BLOCO DE TEXTO:
—————
Gabriel Said 18 de março de 2024
Treino futebol
Criança faz treino físico em campo de futebol sem bola. Foto: matimix/Depositphotos.

Dia 1

Manhã de sábado na Barra da Tijuca, Rio de Janeiro, em um torneio amistoso entre escolinhas de futebol um garoto está se frustrando porque não está jogando bem. Entre um jogo e outro o garoto começa a chorar, tamanha era a sua insatisfação consigo mesmo. Nisso se aproxima o seu pai, que assistia ao jogo da arquibancada ao lado, se encosta na grade e começa a gritar com o filho mandando-o parar de chorar. Tem ali um princípio de tumulto até que o pai é afastado da grade. A próxima partida se inicia e o menino marca, enfim, um gol, ou melhor, um golaço. Ele na comemoração corre em direção à arquibancada, mostra o dedo do meio e grita “vai tomar no cu” para o pai. O tumulto agora não foi evitado e as coisas só se acalmaram depois de vários minutos, com o pai afastado da arquibancada, o filho fora do jogo e a escolinha quase expulsa do torneio.

Dia 2

Manhã ensolarada na zona sul do Rio de Janeiro, o mesmo garoto não está tendo um bom dia na aula. Ele é um dos melhores do time, mas no coletivo daquele dia estava errando tudo que tentava e quanto mais errava, mais tentava uma jogada difícil e menos soltava a bola, o que provocava mais erros. Estava preso neste ciclo. Do lado do campo, o pai de um outro menino – o amigo mais próximo deste que estava mal no dia – começa a reclamar e a falar mal do garoto. Quando o filho se aproximava entre um jogo e outro, o pai falava mal do amigo para o filho. Então o filho levava a reclamação para o jogo e o amigo se sentia pior, e tentava uma jogada mais difícil para se redimir, e errava… Até que o garoto não aguentou e estourou, saiu do campo, começou a chorar e a falar “eu sou um merda, não acerto nada”. Seu pai, do outro lado do campo, gritava “homem não chora, você parece uma menininha!”. O pai do amigo via a cena e comentava em tom irônico com o filho “ele erra tudo e agora fica triste, é só soltar a bola que para de errar”.
—————
(Entradas de dados armazenadas)
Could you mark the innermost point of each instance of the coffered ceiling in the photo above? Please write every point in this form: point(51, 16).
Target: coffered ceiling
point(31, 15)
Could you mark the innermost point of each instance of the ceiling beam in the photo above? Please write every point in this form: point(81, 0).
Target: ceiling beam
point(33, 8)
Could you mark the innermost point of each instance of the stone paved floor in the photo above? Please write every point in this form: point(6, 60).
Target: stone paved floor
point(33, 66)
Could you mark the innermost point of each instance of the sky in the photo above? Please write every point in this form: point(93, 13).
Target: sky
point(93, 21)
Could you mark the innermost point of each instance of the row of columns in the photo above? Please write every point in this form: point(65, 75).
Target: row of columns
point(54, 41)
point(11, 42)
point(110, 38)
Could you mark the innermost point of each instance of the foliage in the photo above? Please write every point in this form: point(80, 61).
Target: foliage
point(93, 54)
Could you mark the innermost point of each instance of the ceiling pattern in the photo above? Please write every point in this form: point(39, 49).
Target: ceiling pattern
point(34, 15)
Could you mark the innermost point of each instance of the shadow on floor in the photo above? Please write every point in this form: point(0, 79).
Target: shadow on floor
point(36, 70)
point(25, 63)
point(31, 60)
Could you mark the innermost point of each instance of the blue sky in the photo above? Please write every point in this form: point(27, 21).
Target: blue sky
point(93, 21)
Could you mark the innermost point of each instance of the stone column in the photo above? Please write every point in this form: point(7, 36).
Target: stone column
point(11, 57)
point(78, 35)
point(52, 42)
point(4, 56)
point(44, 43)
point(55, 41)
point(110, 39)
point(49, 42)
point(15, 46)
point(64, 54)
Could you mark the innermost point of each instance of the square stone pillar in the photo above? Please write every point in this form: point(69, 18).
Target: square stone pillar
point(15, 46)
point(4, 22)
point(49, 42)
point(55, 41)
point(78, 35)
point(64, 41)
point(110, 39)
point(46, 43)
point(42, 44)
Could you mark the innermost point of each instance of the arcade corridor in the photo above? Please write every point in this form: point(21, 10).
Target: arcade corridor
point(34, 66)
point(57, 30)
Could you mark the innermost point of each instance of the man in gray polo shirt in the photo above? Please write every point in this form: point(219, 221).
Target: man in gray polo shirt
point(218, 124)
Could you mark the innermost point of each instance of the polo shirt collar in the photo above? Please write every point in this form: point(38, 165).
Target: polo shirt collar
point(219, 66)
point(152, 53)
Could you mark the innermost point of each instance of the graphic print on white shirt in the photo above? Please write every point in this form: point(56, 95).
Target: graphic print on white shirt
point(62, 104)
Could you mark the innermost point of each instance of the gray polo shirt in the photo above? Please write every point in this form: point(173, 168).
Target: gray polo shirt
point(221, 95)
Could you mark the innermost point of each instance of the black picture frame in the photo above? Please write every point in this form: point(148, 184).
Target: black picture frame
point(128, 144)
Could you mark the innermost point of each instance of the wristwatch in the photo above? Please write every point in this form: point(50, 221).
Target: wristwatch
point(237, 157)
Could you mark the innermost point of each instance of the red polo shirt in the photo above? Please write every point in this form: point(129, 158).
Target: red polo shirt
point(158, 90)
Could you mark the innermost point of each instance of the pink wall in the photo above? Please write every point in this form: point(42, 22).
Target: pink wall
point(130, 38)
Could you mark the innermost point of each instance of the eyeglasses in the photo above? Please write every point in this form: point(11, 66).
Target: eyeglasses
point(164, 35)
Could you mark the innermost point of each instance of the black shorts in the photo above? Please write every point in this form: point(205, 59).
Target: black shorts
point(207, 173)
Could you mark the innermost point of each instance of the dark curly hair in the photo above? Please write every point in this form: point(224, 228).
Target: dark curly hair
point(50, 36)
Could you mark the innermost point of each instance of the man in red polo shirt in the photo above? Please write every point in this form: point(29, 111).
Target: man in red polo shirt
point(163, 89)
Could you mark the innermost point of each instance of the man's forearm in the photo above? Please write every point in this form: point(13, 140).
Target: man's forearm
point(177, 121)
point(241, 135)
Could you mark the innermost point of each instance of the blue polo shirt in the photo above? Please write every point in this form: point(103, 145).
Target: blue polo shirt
—————
TAREFAS:
#1 Condense em forma de lista o parágrafo do texto sobre treino de futebol que começa com "Manhã de sábado na Barra da Tijuca", mantendo os fatos principais.
#2 Na listagem, edite o trecho que vai da linha que contém "form: point(81, 0)." até a linha que contém "point(31, 60)", trocando "innermost" por "central". Devolva somente essas linhas.

RESPOSTAS POR TAREFA:
#1
- Sábado de manhã, na Barra da Tijuca (Rio de Janeiro), há um torneio amistoso entre escolinhas de futebol.
- Um garoto, frustrado por não jogar bem, começa a chorar entre um jogo e outro.
- O pai dele, que assistia da arquibancada ao lado, vai até a grade e grita para o filho parar de chorar. Há um princípio de tumulto, e o pai é afastado da grade.
- Na partida seguinte, o menino marca um golaço. Na comemoração, mostra o dedo do meio para o pai e o xinga.
- Dessa vez o tumulto não é evitado e só termina depois de vários minutos. O pai é afastado da arquibancada, o filho sai do jogo e a escolinha quase é expulsa do torneio.

#2
Could you mark the central point of each instance of the ceiling beam in the photo above? Please write every point in this form: point(81, 0).
Target: ceiling beam
point(33, 8)
Could you mark the central point of each instance of the stone paved floor in the photo above? Please write every point in this form: point(6, 60).
Target: stone paved floor
point(33, 66)
Could you mark the central point of each instance of the sky in the photo above? Please write every point in this form: point(93, 13).
Target: sky
point(93, 21)
Could you mark the central point of each instance of the row of columns in the photo above? Please write every point in this form: point(65, 75).
Target: row of columns
point(54, 41)
point(11, 42)
point(110, 38)
Could you mark the central point of each instance of the foliage in the photo above? Please write every point in this form: point(80, 61).
Target: foliage
point(93, 54)
Could you mark the central point of each instance of the ceiling pattern in the photo above? Please write every point in this form: point(39, 49).
Target: ceiling pattern
point(34, 15)
Could you mark the central point of each instance of the shadow on floor in the photo above? Please write every point in this form: point(0, 79).
Target: shadow on floor
point(36, 70)
point(25, 63)
point(31, 60)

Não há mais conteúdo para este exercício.